Blog & Tools

Chamber’s experience underscores value of good cyber training

Computer Code

The three toughest days in Thane Barnier’s professional life came in 2013, when he had to fight a nasty variety of ransomware.

Barnier is the IT and web development manager for the Sioux Falls Area Chamber of Commerce, which ultimately had to pay $300 to save its primary membership database.

The battle began when an employee on the Chamber’s network clicked on a fake email disguised as a FedEx receipt. Unfortunately, the employee didn’t report the incident to IT for four hours. By then, problems had spread. Hackers encrypted more than 200,000 files on six network shares and held the information hostage.

The Chamber had 72 hours to pay or permanently lose the electronic files.

Barnier and the staff worked for 48 straight hours restoring files, but they were unable to recover the organization’s primary membership database. So the Chamber paid the ransom in untraceable electronic currency and successfully decrypted its information.

Work request 1
In the ransomware article, how long did the employee wait before reporting the incident to IT?
Work request 2
Please resume the ransomware article after its final sentence and carry it forward.

(Point-per-instance localization data)
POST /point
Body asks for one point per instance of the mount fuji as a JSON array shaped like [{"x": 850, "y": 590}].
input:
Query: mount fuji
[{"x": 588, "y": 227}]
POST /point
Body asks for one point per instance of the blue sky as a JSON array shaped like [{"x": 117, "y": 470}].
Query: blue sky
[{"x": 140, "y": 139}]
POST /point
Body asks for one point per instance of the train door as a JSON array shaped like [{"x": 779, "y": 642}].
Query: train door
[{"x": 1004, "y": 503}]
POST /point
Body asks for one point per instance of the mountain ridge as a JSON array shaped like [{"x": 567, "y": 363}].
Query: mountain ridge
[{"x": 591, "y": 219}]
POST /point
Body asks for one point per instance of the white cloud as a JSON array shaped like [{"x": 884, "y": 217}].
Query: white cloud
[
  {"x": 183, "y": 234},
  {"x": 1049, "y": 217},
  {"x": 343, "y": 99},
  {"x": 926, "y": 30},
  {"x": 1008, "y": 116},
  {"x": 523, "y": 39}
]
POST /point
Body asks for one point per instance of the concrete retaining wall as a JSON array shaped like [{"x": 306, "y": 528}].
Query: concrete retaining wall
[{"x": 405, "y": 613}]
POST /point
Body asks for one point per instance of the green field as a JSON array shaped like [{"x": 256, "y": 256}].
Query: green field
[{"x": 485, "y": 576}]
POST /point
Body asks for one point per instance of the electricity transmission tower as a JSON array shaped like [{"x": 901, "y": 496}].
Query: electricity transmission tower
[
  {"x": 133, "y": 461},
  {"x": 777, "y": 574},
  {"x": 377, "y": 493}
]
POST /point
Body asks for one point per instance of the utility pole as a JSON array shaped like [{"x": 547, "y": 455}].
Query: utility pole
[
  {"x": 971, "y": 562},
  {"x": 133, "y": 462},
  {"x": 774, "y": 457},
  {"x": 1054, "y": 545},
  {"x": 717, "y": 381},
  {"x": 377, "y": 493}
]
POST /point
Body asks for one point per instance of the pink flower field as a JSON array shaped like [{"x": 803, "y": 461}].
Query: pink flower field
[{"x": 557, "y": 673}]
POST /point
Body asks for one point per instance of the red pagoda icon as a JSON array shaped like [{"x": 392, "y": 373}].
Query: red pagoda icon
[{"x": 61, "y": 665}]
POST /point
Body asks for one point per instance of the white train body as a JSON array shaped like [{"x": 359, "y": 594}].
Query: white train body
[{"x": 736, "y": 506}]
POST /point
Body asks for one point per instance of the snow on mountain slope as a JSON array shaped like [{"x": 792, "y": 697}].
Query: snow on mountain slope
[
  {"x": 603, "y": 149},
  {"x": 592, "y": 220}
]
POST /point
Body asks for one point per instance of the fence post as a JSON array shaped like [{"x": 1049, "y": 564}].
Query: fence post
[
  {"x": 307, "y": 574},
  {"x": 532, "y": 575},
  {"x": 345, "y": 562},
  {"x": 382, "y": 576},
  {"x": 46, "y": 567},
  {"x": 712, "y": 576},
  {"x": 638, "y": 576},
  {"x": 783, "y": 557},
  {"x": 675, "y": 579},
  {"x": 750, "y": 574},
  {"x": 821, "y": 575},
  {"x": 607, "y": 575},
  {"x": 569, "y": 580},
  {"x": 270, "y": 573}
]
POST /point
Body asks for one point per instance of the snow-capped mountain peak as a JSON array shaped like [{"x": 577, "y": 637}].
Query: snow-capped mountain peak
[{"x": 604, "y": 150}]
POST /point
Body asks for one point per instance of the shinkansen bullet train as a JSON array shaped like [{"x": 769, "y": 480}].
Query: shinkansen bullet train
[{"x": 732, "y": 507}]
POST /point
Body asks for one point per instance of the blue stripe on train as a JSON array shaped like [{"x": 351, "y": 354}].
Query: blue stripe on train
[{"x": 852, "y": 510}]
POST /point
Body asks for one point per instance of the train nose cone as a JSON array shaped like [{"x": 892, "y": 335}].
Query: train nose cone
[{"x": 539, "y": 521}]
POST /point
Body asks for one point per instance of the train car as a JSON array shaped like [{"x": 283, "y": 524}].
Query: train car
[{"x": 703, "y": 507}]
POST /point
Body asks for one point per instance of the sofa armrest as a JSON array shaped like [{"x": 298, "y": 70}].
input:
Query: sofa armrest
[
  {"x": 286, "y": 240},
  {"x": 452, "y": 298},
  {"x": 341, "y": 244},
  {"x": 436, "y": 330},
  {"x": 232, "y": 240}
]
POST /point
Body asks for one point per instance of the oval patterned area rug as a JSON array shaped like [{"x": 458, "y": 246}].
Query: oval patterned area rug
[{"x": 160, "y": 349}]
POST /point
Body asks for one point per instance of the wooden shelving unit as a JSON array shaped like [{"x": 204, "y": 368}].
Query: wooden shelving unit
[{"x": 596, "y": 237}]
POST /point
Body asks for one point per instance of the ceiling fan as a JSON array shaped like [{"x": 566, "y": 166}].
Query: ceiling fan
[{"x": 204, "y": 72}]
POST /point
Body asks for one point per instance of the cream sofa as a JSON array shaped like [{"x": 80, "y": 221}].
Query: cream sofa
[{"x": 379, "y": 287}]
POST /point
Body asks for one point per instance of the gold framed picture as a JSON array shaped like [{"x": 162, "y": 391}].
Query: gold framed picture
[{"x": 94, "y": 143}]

Written reply 1
Four hours.

Written reply 2
“If it had been anything but our main membership database, we’d have taken the hit and not paid the ransom,” Barnier says.

The Chamber network had a new backup system in place at the time of the attack. Software indicated the system was working, but it wasn’t working properly, and Barnier says the software company offered no additional support.

Now, the Chamber network has a three-tiered backup system, which effectively protected it against an attempted second, major ransomware attack in 2015.

A saving grace in the attacks was that no Chamber data was stolen or leaked, Barnier says. In addition, the attacks have served as a good, real-life example for training Chamber employees, member businesses and others.

“I look at these two incidents - really the only two major incidents we’ve ever had – and we had the safeguards in place to recover. In one instance it worked, and one it didn’t,” Barnier says. “My point is, you can spend hundreds of thousands of dollars on security and still not be secure if you don’t educate your users to protect themselves.”

Businesses should take steps in advance to keep ransomware attacks from infecting their networks. Tools such as good firewalls and antivirus are important layers in protecting networks. Barnier also encourages businesses to have redundant systems in place back up electronic data.

The most important and difficult element in protecting a network is to effectively train employees. He says everyone must be part of the security process.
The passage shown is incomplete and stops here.